Text section:

Analyzing Windows Crash Dump Files

发布时间:2012-9-25 16:34
分类名称:Debug_Crack


From(Codeproject) http://www.codeproject.com/Articles/30600/Analyzing-Windows-Crash-Dump-Files

Introduction

This article will focus on using the Debugging Tools for Windows in order to analyze a crash dump. The intention therein is to encourage the reader to use these techniques if his or her system crashes. It is entirely possible to offer this as a learned skill to those who have systems that crash a lot. Analyzing a crash dump file that is generated by the Operating System can be an easy task once a few of the necessary principles are understood, as well as the tools needed to perform an analysis. Tools are needed for analyzing crash dumps. The tools needed to analyze a crash dump would be the Debugging Tools for Windows debuggers. After installing those tools, you would download the symbols files to cache them locally. During the debugging process, these symbol files can also be downloaded from the Microsoft Symbol Server by setting the path to the environment:

set PATH=srv*c:\symbols*http://msdl.microsoft.com/download/symbols

You should use the /M switch at the end of the line when running Vista. Notice how the symbols are cached locally in a directory called c:\symbols. But, what are symbols? Symbols are made when a program is being built, the compilation process translates the human-readable source code to the machine's assembly language. This code is normally used to build an object file, which contains a symbol table describing all the objects in the file that have external linkage. Symbols refer to variables and functions in the running program by the names given to them by the programmer in the source code. In order to display and interpret these names, the debugger requires information about the types of the variables and functions in the program, and about which instructions in the executable file correspond to which lines in the source code files. Such information takes the form of a symbol table, which the compiler and linker include in the executable file during the linking process to build that executable. Therefore, the downloaded symbols would be for Microsoft code alone. As we will see, a third party driver will not have symbols, and also uses a calling convention that omits a stack frame pointer. This third party driver would call an Operating System function and that would cause the crash, but it is likely that the third party driver passed the function some erroneous data. Having said that, another powerful debugger is the livekd.exe written by Mark Russinovich. As we will see, he is also the author of the tool that causes a crash for the educational sake of how to analyze crash dump files and put that knowledge to practical use.

Before we discuss these tools and how they are used, we must first understand that normally when the system crashes, something went wrong in the kernel mode. A device driver or an Operating System function running in kernel-mode incurs an unhandled exception, such as a memory access violation, an example of which would be either an attempt to write to a read-only page, or an attempt to read an address that isn't currently mapped and is therefore not a valid memory location. Stated loosely, an executing thread attempts to or does write to a memory block that it does not own and corrupts the state of that memory block.

Provided data:
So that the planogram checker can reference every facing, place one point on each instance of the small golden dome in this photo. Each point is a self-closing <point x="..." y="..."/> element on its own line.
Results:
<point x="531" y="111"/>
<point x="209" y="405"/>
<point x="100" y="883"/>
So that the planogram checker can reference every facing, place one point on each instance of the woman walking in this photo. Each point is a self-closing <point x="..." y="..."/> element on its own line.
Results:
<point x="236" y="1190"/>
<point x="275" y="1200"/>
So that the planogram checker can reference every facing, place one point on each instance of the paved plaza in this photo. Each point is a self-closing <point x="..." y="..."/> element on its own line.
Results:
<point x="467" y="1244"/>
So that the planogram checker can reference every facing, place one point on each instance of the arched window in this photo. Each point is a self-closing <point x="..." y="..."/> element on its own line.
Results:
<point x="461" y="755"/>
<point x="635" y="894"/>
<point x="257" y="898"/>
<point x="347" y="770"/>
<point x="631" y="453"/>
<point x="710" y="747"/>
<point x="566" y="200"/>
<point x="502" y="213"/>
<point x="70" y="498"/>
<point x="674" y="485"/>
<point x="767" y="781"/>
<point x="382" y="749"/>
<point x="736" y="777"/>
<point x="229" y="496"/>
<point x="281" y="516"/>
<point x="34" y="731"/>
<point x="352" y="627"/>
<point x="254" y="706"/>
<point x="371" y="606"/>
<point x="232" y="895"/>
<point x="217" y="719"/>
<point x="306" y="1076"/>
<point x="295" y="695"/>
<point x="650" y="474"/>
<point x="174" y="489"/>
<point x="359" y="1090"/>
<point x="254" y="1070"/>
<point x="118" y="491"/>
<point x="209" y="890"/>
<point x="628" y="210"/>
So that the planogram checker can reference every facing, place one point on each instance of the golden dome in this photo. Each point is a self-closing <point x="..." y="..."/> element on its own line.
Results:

Aim: Carry on writing the article on analyzing Windows crash dumps, picking up right after its final sentence. The items are separate material from the crash dump article.

Response below:
Crash dump analysis resides under the topic of memory analysis. A fundamental aspect of memory analysis is that the locations of data used by the Operating System are not the same as the physical locations needed to locate data in a memory dump. Because there is generally not enough physical memory to contain all running processes simultaneously, the Windows Operating System must simulate a larger memory space. This is why configuring a full memory dump is not very practical, as user mode code and data are normally not used for crash dump analysis. If something went wrong in kernel mode, then configuring a kernel dump crash file would be the best choice to analyze a system crash. These settings are found in the Advanced Settings tab on the applet in the Control Panel that also contains the device manager and the remote settings.

A Brief Look at Threads and Processes

A thread is a unit of execution context. Threads are the units of scheduling, and contain the execution state: the register values, the instruction pointer, and the stack pointer. A process is a container that has at least one thread, a handle table, a security token, and an address space. Threads share the private address space, so it is up to the programmer to synchronize access to shared data within the address space among these threads. In fact, part of the Windows memory protection scheme is premised on the fact that when a process (threads within) is executing, the address space of that process is mapped into the microprocessor's memory management hardware. Therefore, a process can't see the address space of another process by virtue of the fact that it is not present—it is currently not loaded into the microprocessor's memory management hardware. This does not mean that it cannot access the address space of another process. In order to do so, it has to follow Windows security principles, open that process, and use special APIs to gain access to that remote process's address space.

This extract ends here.